_What to produce_.
Go to the line that contains "the dark wavy hair" and extract it along with every line after it, exactly, through the end of the data below.

(Records of labeled points)
--- start ---
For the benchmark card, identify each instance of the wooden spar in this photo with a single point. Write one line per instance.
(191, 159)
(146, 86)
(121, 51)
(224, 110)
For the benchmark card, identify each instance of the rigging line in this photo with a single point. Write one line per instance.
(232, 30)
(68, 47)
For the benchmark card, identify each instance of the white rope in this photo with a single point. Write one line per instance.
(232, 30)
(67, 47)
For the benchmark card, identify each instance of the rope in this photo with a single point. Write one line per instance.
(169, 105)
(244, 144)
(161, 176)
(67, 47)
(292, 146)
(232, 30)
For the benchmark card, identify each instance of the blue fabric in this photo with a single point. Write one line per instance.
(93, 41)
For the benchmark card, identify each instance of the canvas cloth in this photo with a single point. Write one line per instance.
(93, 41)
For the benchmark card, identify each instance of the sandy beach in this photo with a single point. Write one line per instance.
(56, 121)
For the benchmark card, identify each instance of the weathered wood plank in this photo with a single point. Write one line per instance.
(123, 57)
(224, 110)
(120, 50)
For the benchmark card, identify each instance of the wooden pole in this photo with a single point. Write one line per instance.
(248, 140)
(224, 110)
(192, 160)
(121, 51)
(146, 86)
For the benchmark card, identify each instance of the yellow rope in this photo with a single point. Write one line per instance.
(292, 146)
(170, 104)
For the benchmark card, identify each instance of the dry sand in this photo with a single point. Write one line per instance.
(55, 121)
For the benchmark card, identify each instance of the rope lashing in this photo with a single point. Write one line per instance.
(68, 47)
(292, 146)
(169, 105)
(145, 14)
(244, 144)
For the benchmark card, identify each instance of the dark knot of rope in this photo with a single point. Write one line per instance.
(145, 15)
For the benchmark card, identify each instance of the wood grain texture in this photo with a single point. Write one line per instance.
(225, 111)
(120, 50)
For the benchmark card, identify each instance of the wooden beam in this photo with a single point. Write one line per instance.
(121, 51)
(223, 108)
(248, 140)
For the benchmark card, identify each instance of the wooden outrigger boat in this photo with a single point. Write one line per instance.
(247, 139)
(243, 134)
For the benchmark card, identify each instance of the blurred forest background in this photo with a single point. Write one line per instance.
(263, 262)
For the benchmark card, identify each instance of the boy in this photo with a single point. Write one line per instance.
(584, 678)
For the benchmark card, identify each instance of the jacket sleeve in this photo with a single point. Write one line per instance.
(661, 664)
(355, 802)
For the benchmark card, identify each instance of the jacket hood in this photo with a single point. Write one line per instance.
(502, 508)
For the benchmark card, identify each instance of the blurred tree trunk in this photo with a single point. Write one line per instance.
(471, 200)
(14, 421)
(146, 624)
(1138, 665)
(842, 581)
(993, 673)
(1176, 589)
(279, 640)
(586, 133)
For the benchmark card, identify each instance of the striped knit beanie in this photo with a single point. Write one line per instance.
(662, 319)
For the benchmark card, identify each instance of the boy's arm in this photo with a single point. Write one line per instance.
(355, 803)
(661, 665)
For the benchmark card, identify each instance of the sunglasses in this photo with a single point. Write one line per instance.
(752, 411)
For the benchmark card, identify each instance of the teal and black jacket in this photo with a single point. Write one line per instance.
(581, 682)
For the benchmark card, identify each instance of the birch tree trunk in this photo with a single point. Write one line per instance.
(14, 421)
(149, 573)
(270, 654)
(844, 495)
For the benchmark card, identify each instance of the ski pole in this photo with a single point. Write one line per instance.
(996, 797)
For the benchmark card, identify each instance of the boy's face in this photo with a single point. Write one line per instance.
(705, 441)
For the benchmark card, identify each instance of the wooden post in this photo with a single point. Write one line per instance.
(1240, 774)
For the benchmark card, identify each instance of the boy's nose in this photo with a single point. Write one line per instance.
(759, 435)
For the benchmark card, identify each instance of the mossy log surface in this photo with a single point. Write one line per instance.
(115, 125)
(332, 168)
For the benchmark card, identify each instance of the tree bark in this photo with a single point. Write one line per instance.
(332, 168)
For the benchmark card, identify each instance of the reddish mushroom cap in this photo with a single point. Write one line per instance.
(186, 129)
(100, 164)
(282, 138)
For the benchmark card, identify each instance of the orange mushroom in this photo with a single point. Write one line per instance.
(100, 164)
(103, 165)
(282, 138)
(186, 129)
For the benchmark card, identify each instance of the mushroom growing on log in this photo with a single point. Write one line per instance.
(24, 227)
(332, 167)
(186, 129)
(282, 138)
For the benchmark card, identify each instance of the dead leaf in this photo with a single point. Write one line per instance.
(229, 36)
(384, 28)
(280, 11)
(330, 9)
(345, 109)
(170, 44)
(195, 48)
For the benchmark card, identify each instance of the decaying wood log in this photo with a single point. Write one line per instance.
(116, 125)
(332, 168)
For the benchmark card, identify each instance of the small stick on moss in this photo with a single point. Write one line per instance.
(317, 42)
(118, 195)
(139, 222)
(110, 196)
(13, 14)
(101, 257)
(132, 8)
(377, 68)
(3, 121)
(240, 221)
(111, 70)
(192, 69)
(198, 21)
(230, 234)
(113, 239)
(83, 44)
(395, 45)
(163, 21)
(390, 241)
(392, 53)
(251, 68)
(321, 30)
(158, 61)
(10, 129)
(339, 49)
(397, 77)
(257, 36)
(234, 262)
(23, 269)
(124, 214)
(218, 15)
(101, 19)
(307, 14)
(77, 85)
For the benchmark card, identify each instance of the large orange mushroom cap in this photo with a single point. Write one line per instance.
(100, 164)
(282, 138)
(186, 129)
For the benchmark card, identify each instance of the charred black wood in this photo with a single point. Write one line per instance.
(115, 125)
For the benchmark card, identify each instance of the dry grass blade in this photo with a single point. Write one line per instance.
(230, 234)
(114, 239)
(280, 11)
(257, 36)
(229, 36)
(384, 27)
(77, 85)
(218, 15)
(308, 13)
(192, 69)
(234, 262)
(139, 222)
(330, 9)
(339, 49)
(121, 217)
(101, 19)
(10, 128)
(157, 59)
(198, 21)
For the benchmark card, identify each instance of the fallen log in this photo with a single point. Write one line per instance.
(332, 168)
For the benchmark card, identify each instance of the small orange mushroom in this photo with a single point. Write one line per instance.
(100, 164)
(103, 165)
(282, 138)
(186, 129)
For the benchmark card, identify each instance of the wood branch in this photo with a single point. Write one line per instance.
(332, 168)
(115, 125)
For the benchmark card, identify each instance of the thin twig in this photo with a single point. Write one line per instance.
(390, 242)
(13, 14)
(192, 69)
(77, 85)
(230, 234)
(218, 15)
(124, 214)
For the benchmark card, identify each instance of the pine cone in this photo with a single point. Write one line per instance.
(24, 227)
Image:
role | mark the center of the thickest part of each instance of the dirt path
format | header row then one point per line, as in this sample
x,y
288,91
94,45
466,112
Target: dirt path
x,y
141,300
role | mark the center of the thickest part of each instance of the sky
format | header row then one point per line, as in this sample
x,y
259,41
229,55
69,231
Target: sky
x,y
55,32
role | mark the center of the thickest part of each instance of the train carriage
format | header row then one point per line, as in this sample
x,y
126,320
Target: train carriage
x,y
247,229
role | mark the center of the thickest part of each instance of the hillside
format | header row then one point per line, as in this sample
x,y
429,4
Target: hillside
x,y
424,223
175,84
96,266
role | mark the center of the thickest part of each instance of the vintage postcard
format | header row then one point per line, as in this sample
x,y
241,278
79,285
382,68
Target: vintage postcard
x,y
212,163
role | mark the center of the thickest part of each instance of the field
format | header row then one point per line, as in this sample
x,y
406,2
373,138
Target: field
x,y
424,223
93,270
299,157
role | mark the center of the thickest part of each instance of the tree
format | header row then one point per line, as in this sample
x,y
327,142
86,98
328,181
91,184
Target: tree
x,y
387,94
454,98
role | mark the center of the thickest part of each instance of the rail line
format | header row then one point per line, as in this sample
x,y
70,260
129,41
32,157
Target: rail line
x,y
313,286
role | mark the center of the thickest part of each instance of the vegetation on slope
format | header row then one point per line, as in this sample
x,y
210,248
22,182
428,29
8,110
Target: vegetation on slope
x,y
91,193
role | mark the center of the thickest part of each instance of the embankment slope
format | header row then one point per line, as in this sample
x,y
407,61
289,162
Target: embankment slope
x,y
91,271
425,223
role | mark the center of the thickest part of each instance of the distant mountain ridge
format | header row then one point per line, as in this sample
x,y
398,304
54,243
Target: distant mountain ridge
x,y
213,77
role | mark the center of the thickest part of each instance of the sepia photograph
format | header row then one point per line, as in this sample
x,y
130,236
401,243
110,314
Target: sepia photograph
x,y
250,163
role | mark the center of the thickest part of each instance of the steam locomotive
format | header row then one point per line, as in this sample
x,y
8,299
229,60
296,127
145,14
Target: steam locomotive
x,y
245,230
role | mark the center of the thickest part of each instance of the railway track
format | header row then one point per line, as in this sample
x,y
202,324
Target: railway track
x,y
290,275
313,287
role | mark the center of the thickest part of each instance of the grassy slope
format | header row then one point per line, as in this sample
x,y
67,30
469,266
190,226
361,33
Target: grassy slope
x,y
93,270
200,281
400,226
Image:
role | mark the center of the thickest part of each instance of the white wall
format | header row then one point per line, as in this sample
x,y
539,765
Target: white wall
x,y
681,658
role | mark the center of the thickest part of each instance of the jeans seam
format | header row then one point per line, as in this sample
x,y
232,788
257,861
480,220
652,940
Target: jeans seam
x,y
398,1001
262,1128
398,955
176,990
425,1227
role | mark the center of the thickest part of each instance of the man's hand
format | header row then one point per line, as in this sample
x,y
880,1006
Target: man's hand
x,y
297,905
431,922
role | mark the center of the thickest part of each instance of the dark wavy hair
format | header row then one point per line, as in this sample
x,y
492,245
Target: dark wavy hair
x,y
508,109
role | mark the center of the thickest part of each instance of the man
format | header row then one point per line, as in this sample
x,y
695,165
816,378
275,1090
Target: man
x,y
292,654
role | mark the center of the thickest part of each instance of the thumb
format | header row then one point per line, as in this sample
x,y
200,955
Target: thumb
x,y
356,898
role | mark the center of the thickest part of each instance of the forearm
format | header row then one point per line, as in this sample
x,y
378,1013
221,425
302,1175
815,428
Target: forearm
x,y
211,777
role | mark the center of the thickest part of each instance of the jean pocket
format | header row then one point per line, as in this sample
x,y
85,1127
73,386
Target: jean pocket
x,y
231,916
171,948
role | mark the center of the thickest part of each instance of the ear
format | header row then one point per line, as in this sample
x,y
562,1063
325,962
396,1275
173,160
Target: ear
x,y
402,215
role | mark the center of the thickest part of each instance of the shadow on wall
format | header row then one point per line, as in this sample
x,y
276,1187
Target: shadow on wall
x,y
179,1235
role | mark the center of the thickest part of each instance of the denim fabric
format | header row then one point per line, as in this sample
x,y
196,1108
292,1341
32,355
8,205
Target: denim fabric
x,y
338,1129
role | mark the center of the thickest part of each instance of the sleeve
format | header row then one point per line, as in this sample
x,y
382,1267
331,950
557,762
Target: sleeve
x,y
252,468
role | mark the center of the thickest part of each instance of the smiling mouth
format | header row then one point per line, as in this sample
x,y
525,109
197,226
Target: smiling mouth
--- end ---
_Answer to the task_.
role | mark the center of the thickest part of each instance of the dark wavy hair
format | header row then one point per line, as in this sample
x,y
492,245
Target: dark wavy hair
x,y
508,109
role | mark the center of the thickest part of each instance of the man
format | header row then one point per line, as in this sample
x,y
695,165
816,378
275,1090
Target: man
x,y
292,654
role | mark the center of the thickest part of each instance of the thumb
format | header row then one point per line, as in this sample
x,y
200,955
Target: thumb
x,y
356,898
role | mark the center of the thickest part of each instance of the forearm
format | header row then one point per line, as in this sample
x,y
378,1013
221,425
302,1175
815,428
Target: forearm
x,y
211,777
role | mark the center of the thickest part of each instance of the jean pocket
format | header row then one point per line, as in this sample
x,y
85,1127
73,386
Target: jean pocket
x,y
231,916
171,948
role | mark the center of the thickest part of each instance of the ear
format | header row then one point per line, as in this sample
x,y
562,1063
325,962
396,1275
173,160
Target: ear
x,y
402,215
role | mark the center of the thickest part of each instance of the shadow on wall
format | header row then one point per line, as in this sample
x,y
276,1187
Target: shadow on wall
x,y
179,1235
role | mark the center of the thickest part of each instance of the denim fabric
format | header row then one point per line, as in this sample
x,y
196,1108
292,1341
32,355
8,205
Target: denim fabric
x,y
338,1129
role | mark the center of the thickest part of each instance of the sleeve
format | header row then one point per line, as in this sample
x,y
382,1267
331,950
557,762
Target: sleeve
x,y
252,468
role | mark the center of the thickest part of each instance of the smiling mouth
format | header row then one point per line, as in this sample
x,y
525,109
197,226
Target: smiling mouth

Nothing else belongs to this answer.